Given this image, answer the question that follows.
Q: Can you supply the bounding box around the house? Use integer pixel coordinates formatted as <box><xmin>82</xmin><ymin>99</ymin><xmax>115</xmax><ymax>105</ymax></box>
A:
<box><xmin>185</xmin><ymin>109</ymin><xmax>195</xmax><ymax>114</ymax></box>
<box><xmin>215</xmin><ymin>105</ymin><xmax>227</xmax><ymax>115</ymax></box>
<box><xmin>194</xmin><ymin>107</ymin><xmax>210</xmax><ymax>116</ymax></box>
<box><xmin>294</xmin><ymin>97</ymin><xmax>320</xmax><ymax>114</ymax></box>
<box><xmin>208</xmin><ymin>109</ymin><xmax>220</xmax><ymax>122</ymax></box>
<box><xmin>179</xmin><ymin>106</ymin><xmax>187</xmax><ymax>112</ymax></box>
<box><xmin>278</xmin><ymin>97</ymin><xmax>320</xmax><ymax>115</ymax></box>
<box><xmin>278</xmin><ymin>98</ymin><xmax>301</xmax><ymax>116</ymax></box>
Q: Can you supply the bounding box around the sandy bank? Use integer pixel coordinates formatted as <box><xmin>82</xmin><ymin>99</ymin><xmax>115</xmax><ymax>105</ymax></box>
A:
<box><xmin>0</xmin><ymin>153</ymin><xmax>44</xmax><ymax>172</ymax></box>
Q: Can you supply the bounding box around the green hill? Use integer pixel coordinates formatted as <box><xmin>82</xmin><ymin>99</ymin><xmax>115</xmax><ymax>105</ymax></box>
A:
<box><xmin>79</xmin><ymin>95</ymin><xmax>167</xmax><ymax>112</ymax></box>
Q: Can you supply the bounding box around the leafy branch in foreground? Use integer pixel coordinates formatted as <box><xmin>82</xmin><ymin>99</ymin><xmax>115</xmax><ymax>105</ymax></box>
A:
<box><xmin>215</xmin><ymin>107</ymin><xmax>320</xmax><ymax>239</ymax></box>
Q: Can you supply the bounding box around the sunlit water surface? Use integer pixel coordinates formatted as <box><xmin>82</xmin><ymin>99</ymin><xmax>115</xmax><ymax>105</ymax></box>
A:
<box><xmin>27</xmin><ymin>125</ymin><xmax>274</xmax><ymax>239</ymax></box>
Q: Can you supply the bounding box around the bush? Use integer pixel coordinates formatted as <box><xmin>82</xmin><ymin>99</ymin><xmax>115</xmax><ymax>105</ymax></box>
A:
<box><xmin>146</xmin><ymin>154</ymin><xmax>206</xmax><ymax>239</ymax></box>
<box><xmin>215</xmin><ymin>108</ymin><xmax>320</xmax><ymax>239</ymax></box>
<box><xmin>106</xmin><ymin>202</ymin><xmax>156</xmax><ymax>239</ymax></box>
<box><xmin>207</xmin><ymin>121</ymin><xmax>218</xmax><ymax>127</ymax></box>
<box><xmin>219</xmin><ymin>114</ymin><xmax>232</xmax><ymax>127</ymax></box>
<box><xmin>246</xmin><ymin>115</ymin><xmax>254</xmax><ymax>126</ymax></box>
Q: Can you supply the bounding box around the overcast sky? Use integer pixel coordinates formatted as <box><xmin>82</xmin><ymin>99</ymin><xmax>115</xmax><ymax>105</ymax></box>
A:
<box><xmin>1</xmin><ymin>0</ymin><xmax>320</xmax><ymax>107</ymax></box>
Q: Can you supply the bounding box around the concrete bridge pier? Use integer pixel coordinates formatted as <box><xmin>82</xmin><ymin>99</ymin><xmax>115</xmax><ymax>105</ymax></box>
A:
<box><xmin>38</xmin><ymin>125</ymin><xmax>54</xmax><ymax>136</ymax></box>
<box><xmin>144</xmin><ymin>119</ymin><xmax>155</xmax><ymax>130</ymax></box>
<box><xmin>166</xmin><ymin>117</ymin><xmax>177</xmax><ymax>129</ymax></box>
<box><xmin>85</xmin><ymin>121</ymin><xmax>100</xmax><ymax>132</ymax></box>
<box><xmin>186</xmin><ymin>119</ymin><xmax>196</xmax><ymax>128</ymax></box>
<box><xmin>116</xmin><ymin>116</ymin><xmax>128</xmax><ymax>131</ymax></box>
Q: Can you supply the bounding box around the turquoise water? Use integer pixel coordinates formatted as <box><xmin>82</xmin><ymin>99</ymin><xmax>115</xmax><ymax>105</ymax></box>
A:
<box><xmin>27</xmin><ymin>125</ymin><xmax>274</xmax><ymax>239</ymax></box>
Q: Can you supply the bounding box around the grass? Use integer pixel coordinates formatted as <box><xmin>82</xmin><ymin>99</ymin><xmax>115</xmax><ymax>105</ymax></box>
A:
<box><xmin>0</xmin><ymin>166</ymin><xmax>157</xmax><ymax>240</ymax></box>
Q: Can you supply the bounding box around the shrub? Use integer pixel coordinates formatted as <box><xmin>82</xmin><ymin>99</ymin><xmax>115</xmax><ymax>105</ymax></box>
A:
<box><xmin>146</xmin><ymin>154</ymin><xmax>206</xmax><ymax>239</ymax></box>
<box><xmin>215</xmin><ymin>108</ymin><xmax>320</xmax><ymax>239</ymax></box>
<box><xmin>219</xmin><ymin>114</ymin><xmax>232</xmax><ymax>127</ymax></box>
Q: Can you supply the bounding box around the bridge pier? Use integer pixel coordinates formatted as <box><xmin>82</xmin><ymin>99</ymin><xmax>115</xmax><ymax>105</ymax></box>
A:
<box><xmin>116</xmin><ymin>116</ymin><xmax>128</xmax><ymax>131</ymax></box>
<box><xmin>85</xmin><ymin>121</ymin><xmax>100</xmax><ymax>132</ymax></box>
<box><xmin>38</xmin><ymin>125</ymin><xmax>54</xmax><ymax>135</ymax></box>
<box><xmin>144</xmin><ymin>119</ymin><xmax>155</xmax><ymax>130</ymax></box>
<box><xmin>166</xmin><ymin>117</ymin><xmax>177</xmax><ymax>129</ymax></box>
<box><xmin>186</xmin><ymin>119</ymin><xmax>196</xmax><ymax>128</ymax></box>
--------------------------------------------------
*WORK REQUEST:*
Reproduce the entries exactly, but only from their first line to the line holding "Q: Can you supply the bounding box around the house?", with that last line kept.

*ANSWER SECTION:*
Given this image, answer the question that follows.
Q: Can you supply the bounding box around the house? Use integer pixel coordinates formatted as <box><xmin>82</xmin><ymin>99</ymin><xmax>115</xmax><ymax>105</ymax></box>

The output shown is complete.